Free-text object descriptions:

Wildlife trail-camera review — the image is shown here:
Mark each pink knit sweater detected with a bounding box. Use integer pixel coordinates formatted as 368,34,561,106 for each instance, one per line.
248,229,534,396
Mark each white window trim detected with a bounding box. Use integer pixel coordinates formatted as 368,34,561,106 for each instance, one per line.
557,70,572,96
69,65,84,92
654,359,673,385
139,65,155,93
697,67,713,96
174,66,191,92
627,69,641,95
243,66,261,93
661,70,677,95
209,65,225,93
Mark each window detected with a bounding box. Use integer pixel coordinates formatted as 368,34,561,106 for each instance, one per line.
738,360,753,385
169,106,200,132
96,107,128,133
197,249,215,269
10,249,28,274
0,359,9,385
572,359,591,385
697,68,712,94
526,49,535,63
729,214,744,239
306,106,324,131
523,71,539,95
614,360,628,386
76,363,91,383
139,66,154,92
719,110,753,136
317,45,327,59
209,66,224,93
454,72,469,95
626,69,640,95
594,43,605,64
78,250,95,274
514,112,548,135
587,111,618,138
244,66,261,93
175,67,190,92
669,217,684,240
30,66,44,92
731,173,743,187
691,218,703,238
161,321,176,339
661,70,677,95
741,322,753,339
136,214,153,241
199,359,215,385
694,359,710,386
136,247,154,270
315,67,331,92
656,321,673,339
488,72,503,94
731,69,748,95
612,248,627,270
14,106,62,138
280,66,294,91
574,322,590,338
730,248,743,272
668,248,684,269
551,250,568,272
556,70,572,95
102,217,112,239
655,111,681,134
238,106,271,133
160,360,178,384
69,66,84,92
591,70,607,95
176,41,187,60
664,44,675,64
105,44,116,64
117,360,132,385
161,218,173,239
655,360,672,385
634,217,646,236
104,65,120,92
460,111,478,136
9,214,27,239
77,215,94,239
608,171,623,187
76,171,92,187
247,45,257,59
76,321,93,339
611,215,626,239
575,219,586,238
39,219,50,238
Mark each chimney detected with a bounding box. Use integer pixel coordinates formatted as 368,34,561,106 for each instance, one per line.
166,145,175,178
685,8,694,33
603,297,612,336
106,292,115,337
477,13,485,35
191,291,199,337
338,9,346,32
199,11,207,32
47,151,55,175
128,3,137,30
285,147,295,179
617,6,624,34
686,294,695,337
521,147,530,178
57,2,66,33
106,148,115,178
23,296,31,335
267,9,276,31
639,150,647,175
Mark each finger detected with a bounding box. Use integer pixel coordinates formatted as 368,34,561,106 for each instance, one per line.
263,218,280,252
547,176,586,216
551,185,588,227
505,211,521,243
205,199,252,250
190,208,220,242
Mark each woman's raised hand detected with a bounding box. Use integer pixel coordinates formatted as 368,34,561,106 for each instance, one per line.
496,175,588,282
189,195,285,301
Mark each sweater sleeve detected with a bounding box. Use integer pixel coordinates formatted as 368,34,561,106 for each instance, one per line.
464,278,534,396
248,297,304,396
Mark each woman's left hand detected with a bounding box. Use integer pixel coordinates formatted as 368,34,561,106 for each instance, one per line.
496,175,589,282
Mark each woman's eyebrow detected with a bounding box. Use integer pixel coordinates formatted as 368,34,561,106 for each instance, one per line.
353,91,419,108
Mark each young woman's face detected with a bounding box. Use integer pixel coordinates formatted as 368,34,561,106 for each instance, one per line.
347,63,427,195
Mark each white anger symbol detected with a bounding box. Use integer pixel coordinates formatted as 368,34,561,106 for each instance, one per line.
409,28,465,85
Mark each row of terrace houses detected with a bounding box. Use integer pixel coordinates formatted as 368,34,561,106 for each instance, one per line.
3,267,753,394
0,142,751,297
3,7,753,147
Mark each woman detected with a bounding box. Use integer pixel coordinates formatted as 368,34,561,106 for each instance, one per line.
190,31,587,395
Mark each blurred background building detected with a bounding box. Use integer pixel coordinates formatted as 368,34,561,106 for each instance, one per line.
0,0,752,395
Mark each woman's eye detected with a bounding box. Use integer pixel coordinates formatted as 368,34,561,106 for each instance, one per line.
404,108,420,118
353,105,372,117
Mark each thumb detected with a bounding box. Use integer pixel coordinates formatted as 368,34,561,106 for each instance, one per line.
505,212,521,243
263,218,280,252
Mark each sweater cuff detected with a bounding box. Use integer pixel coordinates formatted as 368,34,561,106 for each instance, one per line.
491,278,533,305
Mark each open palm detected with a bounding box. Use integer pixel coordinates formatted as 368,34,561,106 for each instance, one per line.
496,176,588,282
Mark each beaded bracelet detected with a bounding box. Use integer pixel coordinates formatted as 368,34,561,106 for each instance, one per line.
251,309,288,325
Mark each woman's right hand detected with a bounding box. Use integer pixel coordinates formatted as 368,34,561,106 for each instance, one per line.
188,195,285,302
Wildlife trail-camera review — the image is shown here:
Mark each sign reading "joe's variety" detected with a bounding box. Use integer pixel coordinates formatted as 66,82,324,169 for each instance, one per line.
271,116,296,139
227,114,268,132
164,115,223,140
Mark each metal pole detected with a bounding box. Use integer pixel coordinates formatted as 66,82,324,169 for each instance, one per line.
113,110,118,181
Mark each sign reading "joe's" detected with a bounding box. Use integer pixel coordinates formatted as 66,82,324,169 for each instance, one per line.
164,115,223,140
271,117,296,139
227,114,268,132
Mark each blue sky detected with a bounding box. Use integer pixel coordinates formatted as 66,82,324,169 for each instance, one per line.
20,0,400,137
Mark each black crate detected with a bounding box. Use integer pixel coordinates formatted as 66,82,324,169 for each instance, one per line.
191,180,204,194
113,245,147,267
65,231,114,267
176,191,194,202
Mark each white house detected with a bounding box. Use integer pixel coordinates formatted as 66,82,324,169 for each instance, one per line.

Exercise instructions:
Output all of the entries, exactly as they are written.

Answer to this exercise:
Wildlife trail-camera review — the image is shown here:
Mark each pink knit sweater detected with a bounding box. Use integer pixel coordinates formatted as 368,34,561,106 for each instance, one per line.
248,229,534,396
Mark each white window trim detected with a bounding box. Use integer pixel coordinates formatted as 368,34,561,106 for each instance, one per line.
557,70,572,96
69,65,84,92
654,359,673,385
139,65,155,93
697,67,713,96
174,66,191,92
627,69,641,95
243,66,261,93
661,70,677,95
209,65,225,93
Mark each window detected with a bounding box. Use integer pixel coordinates formatted as 368,34,561,106 for each instance, one per line.
738,360,753,385
169,106,200,132
96,107,128,133
197,249,215,269
10,249,28,274
0,359,9,385
572,359,591,385
697,68,712,94
526,49,535,63
729,214,744,239
306,106,324,131
523,71,539,95
614,360,628,386
76,363,91,383
139,66,154,92
719,110,753,136
317,45,327,59
209,66,224,93
454,72,469,95
626,69,640,95
594,43,605,64
78,250,95,274
514,112,548,135
587,111,618,138
244,66,261,93
175,67,190,92
669,217,684,240
30,66,44,92
731,173,743,187
691,218,703,238
161,321,176,339
661,70,677,95
741,322,753,339
136,214,153,241
199,359,215,385
694,359,710,386
136,247,154,270
315,67,331,92
656,321,673,339
488,72,503,94
731,69,748,95
612,248,627,270
14,106,62,138
280,66,294,91
574,322,590,338
730,248,743,272
668,248,684,269
551,250,568,272
556,70,572,95
102,217,112,239
655,111,681,134
238,106,271,133
160,360,178,384
69,66,84,92
591,70,607,95
176,41,187,60
664,44,675,64
105,44,116,64
117,360,132,385
161,218,173,239
655,360,672,385
634,217,646,236
104,65,120,92
460,111,478,136
9,214,27,239
77,215,94,239
608,171,623,187
76,171,92,187
247,45,257,59
76,321,93,339
611,215,626,239
575,219,586,238
39,219,50,238
Mark each chimney detected with a bounding box. Use integer pixel coordinates formatted as 368,34,561,106 for each instance, one per line.
166,145,175,178
685,8,694,33
603,297,612,336
106,292,115,337
477,13,485,35
191,291,199,337
338,9,346,32
199,11,207,32
47,151,55,175
128,3,137,30
285,147,295,179
617,6,624,34
686,294,695,337
521,147,530,178
57,2,66,33
106,148,115,178
23,296,31,335
267,9,276,31
639,150,647,175
Mark each finger detected with a bounding box. Use integer pixel coordinates formatted as 368,34,561,106 for each instance, one per line.
263,218,280,252
547,176,586,216
551,185,588,227
505,211,521,243
205,199,252,250
190,208,220,242
Mark each woman's raised hand detected with a bounding box. Use integer pixel coordinates formatted as 368,34,561,106 for each instance, one per line.
496,175,588,282
189,195,285,301
Mark each sweater sleeve detected with a bounding box. Use integer pixel coordinates formatted as 368,34,561,106 for each instance, one per line.
464,278,534,396
248,297,304,396
Mark each woman's left hand detected with a bounding box. Use integer pixel coordinates formatted as 368,34,561,106 for each instance, one per line.
496,175,589,282
Mark each woman's eyebrow detected with a bounding box. Use integer pixel coordinates formatted as 368,34,561,106 for each instance, one per line.
353,91,419,108
Mark each young woman's face detected with a bounding box. Use integer pixel coordinates formatted as 368,34,561,106 for each instance, one per line.
347,63,427,195
Mark each white anger symbol detected with a bounding box. Use integer pixel coordinates formatted as 368,34,561,106 for each instance, one per line.
409,28,465,85
Mark each row of terrace houses detected with a bounding box. Use integer pixel coordinates formatted as 368,34,561,106 for each instance, one per line.
3,267,753,394
0,142,751,297
3,7,753,147
Mark each woman detected with a bounding box. Use integer pixel coordinates formatted as 368,34,561,106 for each instance, one per line.
190,31,587,395
Mark each blurred background building detected with a bounding box. Use integer pixel coordinates formatted as 368,34,561,106 for each instance, one per line.
0,0,752,395
Mark each woman's eye detected with a bounding box. Use integer pixel coordinates formatted as 368,34,561,106 for each instance, one per line.
404,108,420,118
353,105,372,117
Mark each thumb detected with a bounding box. Use integer pixel coordinates formatted as 368,34,561,106 for each instance, one per line.
505,212,521,243
263,218,280,252
Mark each sweater cuff detected with a bounding box. Use integer pixel coordinates formatted as 368,34,561,106 for each instance, one per line.
491,278,533,305
Mark each open palm detected with a bounding box. Use integer pixel coordinates formatted as 368,34,561,106 for each instance, one per line.
496,176,588,282
Mark each beaded bracelet detected with a bounding box. Use integer pixel coordinates formatted as 368,34,561,106 for each instance, one per line.
251,309,288,325
Mark each woman's right hand detected with a bounding box. Use integer pixel coordinates formatted as 368,34,561,106 for each instance, one per line.
188,195,285,302
Wildlife trail-camera review — the image is shown here:
Mark each sign reading "joe's variety" detected with a bounding box. Use integer pixel coordinates formatted as 66,82,324,169 for each instance, one per line.
271,116,296,139
227,114,268,132
164,115,223,140
Mark each metal pole detected with a bounding box. Use integer pixel coordinates formatted as 66,82,324,169 for each instance, one per line.
113,110,118,181
Mark each sign reading "joe's" detected with a bounding box. Use integer pixel coordinates formatted as 66,82,324,169 for each instance, one per line.
164,115,223,140
271,117,296,139
227,114,268,132
Mark each blue sky detected with a bounding box. Use integer pixel coordinates formatted as 66,82,324,169 for each instance, one per line.
20,0,400,137
Mark each black crate detected with a bounding box. Use integer pixel coordinates formatted as 66,82,324,169 for each instance, one per line.
191,180,204,194
113,245,147,267
65,231,114,267
176,191,194,202
Mark each white house detected with a bounding box. Use integer pixel coordinates formatted as 66,82,324,169 for each instance, one per line.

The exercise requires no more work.